> [Provided material]:

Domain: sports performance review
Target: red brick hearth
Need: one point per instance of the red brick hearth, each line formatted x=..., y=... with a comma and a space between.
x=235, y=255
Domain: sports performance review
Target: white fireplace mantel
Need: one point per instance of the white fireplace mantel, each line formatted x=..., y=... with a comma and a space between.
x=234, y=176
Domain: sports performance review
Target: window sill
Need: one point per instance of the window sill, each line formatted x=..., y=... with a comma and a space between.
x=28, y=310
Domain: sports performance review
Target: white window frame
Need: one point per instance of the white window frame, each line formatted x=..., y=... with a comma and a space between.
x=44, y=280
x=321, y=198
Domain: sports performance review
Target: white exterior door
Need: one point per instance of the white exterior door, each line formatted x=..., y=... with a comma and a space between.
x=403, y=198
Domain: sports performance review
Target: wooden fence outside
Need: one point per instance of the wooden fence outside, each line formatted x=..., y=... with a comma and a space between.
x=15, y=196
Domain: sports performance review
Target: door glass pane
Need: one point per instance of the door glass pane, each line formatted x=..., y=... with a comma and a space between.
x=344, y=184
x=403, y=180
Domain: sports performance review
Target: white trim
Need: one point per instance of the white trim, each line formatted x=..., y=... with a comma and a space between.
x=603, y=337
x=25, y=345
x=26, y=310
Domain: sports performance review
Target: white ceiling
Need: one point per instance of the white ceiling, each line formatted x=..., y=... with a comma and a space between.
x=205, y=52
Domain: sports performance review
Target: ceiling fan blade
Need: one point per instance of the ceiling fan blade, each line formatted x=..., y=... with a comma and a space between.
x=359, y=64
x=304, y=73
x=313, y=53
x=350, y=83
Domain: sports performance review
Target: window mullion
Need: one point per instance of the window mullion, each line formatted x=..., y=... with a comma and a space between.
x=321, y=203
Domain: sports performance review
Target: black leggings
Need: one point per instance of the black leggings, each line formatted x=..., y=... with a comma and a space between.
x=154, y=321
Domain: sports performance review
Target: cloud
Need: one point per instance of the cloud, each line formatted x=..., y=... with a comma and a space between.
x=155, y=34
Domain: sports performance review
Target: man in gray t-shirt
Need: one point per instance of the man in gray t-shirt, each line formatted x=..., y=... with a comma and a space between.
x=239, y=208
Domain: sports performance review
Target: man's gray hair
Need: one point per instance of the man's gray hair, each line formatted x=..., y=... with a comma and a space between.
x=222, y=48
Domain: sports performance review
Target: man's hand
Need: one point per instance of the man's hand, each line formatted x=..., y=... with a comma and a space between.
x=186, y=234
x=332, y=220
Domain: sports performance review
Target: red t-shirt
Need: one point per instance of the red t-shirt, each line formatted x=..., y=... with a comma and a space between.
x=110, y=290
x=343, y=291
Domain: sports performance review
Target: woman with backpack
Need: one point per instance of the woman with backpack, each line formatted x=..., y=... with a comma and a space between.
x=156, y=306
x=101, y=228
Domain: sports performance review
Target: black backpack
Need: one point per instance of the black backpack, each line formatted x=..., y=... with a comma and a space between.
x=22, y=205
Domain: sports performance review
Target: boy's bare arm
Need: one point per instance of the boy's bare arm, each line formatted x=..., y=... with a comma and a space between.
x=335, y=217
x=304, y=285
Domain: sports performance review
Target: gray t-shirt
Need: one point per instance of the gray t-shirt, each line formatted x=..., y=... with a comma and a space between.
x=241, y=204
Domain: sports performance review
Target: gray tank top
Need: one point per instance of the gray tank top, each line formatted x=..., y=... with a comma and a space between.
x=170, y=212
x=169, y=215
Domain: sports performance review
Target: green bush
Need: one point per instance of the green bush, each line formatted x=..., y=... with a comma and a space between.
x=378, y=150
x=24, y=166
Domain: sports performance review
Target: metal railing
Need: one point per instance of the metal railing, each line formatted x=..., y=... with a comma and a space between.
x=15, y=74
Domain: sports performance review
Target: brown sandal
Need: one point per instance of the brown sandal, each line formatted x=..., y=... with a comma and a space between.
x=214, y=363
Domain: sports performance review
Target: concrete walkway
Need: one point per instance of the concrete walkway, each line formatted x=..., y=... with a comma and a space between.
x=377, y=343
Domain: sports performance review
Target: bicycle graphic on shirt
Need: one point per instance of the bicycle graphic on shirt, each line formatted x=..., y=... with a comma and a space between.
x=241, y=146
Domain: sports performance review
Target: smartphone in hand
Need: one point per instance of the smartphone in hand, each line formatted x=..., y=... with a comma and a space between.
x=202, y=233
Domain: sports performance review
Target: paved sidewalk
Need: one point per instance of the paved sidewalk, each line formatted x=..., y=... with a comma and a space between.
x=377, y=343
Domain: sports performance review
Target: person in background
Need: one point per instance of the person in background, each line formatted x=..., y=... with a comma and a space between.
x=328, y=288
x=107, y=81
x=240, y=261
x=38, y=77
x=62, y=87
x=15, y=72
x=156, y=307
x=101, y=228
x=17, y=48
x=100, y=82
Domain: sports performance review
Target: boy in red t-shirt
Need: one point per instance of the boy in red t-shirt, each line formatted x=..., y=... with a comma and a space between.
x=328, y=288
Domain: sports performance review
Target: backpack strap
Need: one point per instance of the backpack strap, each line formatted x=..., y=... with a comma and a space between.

> [Requirements]: Show every line of the records above that contains the word "mantel".

> [Written solution]:
Target: white fireplace mantel
Need: one point per instance of the white fireplace mantel, each line formatted x=..., y=... with a comma and a space between.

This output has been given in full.